Stored records
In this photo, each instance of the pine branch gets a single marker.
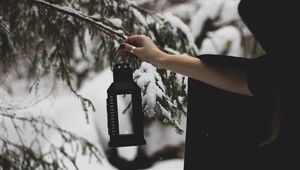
(103, 27)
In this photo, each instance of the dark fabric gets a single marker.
(224, 129)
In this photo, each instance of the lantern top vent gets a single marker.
(122, 72)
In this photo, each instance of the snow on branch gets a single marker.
(77, 14)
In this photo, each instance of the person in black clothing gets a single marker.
(251, 123)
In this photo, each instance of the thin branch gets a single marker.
(66, 10)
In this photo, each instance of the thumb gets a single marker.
(131, 49)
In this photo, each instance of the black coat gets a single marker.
(224, 129)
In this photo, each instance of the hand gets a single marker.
(144, 48)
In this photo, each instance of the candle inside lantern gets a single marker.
(125, 113)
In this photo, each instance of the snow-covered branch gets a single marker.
(77, 14)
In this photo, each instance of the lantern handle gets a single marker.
(115, 54)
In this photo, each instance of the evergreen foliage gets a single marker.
(40, 37)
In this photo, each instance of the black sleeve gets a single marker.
(260, 70)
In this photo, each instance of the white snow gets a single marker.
(177, 23)
(116, 22)
(146, 75)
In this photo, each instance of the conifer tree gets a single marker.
(39, 38)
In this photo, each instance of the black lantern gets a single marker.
(124, 109)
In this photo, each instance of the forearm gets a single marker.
(229, 79)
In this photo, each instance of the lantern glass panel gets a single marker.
(125, 113)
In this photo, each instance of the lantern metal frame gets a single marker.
(123, 84)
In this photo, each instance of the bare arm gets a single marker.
(229, 79)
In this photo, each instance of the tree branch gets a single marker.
(69, 11)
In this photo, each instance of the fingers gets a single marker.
(130, 48)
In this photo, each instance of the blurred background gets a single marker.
(55, 62)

* What you should do
Omit the images and transcribe all of the records above word for word.

* Answer space
In this photo, each instance of the pine branch gets a single marker.
(103, 27)
In this photo, each instance of the dark fabric gets a single marker.
(224, 129)
In this photo, each instance of the lantern top vent gets a single marker.
(122, 72)
In this photo, each instance of the snow on branch gets a single marker.
(77, 14)
In this photo, each instance of the person in black clothing gets a single marker.
(251, 123)
In this photo, each instance of the thin branch gets a single marker.
(66, 10)
In this photo, each instance of the thumb gets a single marker.
(131, 49)
In this photo, each instance of the black coat gets a single marker.
(224, 129)
In this photo, each instance of the hand gets a single marker.
(144, 48)
In this photo, each instance of the candle inside lantern gets a single marker.
(125, 113)
In this photo, each instance of the snow-covered branch gets a single marker.
(77, 14)
In this photo, each instance of the lantern handle gets a single marker.
(115, 54)
In this photo, each instance of the evergreen foliage gets a single marker.
(40, 37)
In this photo, each instance of the black sleeve gets a single marker.
(260, 70)
In this photo, each instance of the white snow gets a single marker.
(177, 23)
(116, 22)
(146, 75)
In this photo, each instance of the conifer tree gets a single marker.
(39, 38)
In this photo, each instance of the black lantern gets a single marker.
(124, 109)
In this photo, each instance of the forearm gets a single marker.
(229, 79)
In this photo, each instance of the lantern glass panel gets a single marker.
(125, 113)
In this photo, each instance of the lantern metal frame gets a single marker.
(123, 84)
In this photo, each instance of the bare arm gets a single marker.
(229, 79)
In this photo, each instance of the tree branch gets a single marker.
(69, 11)
In this photo, each instance of the fingers gets a single marker.
(130, 48)
In this photo, each instance of the blurred background gets a single marker.
(55, 62)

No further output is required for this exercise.